:: Data to process ::
====================

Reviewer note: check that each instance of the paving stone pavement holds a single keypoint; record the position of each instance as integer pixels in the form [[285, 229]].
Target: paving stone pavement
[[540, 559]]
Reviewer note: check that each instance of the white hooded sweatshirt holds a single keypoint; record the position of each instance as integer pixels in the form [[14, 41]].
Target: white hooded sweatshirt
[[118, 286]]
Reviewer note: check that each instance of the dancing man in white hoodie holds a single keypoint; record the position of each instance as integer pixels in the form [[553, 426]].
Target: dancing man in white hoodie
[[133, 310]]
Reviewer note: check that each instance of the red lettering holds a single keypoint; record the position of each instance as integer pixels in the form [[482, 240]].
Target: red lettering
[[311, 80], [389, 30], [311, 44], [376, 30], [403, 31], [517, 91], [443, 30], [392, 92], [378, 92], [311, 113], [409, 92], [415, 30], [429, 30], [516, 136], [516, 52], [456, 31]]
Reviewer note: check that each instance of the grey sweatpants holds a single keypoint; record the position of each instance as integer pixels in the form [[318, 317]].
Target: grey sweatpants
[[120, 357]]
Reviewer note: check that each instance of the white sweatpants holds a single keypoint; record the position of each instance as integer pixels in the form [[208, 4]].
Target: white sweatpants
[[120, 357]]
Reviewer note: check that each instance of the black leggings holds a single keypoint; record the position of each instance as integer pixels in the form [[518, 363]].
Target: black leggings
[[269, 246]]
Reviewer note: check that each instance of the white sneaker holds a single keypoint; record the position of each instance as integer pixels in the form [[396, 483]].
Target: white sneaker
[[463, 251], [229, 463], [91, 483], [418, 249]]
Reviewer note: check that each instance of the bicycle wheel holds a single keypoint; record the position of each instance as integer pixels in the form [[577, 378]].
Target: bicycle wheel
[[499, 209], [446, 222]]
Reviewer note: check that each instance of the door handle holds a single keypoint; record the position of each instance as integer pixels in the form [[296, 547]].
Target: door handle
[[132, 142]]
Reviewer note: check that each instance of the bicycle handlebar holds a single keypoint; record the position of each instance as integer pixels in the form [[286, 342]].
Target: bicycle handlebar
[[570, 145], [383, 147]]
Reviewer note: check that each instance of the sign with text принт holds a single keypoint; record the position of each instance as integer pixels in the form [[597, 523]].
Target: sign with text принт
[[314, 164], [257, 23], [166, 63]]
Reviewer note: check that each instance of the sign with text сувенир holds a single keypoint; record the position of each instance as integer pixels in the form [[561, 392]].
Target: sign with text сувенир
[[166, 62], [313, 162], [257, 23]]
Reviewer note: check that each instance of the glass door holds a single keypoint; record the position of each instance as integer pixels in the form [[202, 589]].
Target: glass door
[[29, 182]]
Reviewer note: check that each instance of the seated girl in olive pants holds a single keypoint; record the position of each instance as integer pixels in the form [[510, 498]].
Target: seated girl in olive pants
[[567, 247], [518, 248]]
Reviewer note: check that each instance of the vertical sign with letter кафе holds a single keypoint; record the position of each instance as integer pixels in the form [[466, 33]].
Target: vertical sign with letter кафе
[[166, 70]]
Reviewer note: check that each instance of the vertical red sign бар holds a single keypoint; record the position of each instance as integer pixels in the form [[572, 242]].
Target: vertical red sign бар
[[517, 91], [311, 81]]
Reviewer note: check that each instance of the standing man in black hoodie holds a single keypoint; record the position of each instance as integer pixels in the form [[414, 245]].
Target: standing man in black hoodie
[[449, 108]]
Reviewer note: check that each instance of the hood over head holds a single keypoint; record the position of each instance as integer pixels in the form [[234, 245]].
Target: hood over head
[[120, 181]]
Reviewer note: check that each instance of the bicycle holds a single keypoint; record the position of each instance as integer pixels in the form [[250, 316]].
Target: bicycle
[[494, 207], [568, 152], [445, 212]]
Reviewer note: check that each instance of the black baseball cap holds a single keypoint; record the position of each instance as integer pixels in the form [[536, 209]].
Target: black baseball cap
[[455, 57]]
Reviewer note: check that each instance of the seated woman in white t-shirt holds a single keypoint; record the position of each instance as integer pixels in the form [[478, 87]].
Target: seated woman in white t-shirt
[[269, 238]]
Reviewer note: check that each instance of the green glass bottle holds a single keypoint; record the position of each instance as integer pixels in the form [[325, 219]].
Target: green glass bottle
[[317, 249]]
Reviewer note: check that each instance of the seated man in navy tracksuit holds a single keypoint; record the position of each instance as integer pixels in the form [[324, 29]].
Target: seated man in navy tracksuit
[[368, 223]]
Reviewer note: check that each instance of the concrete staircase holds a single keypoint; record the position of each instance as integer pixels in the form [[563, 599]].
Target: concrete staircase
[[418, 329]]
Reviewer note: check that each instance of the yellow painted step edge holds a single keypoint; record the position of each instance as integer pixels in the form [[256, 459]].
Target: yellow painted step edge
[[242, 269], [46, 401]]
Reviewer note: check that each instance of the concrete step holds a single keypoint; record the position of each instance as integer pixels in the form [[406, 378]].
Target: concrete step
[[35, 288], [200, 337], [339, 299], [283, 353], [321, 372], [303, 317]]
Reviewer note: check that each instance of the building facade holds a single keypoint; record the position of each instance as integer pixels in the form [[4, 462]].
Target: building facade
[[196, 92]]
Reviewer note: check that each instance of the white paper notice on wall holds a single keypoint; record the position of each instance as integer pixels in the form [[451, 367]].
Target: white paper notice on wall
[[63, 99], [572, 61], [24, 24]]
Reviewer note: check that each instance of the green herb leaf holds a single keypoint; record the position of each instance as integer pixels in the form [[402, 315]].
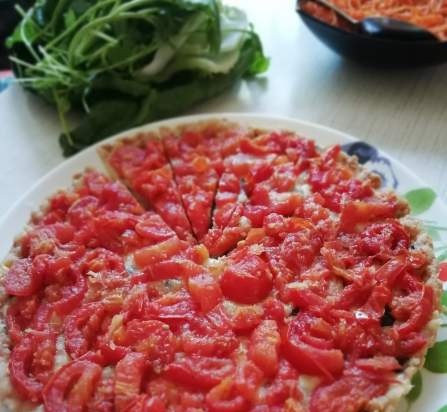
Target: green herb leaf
[[416, 390], [420, 200], [436, 360], [122, 63]]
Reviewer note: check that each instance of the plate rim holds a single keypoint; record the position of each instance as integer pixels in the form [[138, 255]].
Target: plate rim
[[249, 118]]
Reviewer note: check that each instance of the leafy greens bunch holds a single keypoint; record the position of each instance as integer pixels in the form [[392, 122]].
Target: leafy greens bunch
[[126, 62]]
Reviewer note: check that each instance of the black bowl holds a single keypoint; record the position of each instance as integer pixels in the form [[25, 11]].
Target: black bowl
[[369, 50]]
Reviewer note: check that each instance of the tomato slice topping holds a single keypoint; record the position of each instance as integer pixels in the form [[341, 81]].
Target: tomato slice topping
[[24, 313], [347, 393], [199, 371], [150, 337], [71, 387], [420, 315], [22, 279], [161, 251], [315, 357], [205, 291], [129, 373], [83, 327], [224, 398], [31, 363], [264, 347], [247, 281]]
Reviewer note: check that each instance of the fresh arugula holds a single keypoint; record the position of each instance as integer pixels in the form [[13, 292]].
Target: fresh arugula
[[126, 62]]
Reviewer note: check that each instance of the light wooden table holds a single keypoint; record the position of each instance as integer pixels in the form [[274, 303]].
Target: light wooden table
[[404, 112]]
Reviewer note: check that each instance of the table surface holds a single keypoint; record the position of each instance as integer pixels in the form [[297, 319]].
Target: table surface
[[404, 112]]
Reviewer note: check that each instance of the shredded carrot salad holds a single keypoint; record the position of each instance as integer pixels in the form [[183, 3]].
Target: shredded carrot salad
[[430, 14]]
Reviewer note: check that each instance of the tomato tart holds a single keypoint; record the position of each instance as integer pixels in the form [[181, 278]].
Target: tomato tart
[[217, 268]]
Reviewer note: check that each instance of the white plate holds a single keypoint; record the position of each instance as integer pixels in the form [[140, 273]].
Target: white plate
[[434, 395]]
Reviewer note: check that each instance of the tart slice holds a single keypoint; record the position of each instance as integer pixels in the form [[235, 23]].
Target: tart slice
[[142, 165]]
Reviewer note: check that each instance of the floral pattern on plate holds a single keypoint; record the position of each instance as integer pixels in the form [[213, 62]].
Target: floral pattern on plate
[[421, 201]]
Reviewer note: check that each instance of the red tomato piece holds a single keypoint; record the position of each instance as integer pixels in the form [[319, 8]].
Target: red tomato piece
[[347, 393], [146, 403], [224, 398], [219, 241], [83, 211], [264, 347], [205, 291], [159, 252], [152, 338], [174, 268], [420, 314], [199, 371], [358, 211], [26, 313], [129, 373], [83, 327], [31, 363], [247, 281], [201, 337], [248, 380], [101, 260], [104, 398], [71, 387], [68, 297], [153, 228], [22, 279], [309, 359]]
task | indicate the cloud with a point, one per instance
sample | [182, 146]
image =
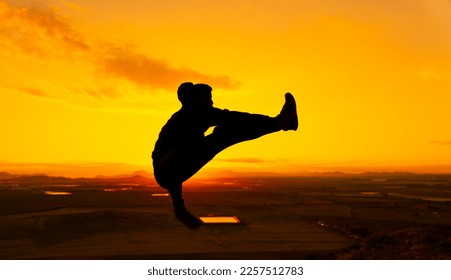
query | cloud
[243, 160]
[39, 31]
[34, 92]
[146, 71]
[43, 34]
[440, 143]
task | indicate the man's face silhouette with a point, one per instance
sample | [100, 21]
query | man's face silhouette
[205, 101]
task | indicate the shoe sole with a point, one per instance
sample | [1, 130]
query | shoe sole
[291, 102]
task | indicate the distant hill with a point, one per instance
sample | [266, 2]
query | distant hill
[140, 177]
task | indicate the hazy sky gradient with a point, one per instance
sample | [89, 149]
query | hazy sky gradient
[93, 81]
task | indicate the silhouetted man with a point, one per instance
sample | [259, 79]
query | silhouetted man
[182, 149]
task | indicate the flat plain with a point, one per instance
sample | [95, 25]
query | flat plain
[316, 216]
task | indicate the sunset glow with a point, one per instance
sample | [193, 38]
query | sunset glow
[86, 85]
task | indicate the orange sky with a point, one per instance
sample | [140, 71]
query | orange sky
[86, 85]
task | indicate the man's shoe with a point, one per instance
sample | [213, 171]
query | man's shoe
[288, 117]
[184, 216]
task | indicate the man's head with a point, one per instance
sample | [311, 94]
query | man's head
[195, 95]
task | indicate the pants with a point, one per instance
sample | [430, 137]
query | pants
[180, 165]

====================

:: Problem description ::
Set out the lines above as a Markdown table with two columns, "Number" and "Content". Begin at the line containing "Reviewer note: check that each instance of the light", stop after the line containing "[[421, 201]]", and leave out any blank lines.

:: Response to the exercise ::
| Number | Content |
|---|---|
| 1 | Reviewer note: check that each instance of the light wooden table holds a single keypoint; record the position of each instance as integer pixels in the form [[274, 303]]. |
| 2 | Target: light wooden table |
| 3 | [[404, 112]] |
| 4 | Reviewer note: check that each instance of the table surface holds a single keypoint; record the position of each instance as integer pixels in the form [[297, 319]]. |
| 5 | Target: table surface |
| 6 | [[404, 112]] |
| 7 | Reviewer note: check that each instance of the shredded carrot salad holds a single keypoint; record the position of each instance as integer pixels in the form [[183, 3]]. |
| 8 | Target: shredded carrot salad |
| 9 | [[430, 14]] |
| 10 | Reviewer note: check that each instance of the tomato tart holds a single keypoint; record the position of each instance as integer pixels in the form [[181, 278]]. |
| 11 | Target: tomato tart |
| 12 | [[217, 268]] |
| 13 | Reviewer note: check that each instance of the white plate holds a single keypoint; record the position of each instance as integer pixels in the form [[140, 273]]. |
| 14 | Target: white plate |
| 15 | [[434, 395]] |
| 16 | Reviewer note: check that each instance of the tart slice holds a single keypoint; record the position of each instance as integer pixels in the form [[235, 23]]. |
| 17 | Target: tart slice |
| 18 | [[142, 165]] |
| 19 | Reviewer note: check that each instance of the floral pattern on plate holds a single keypoint; record the position of each instance as integer pixels in the form [[213, 62]]. |
| 20 | Target: floral pattern on plate |
| 21 | [[421, 201]] |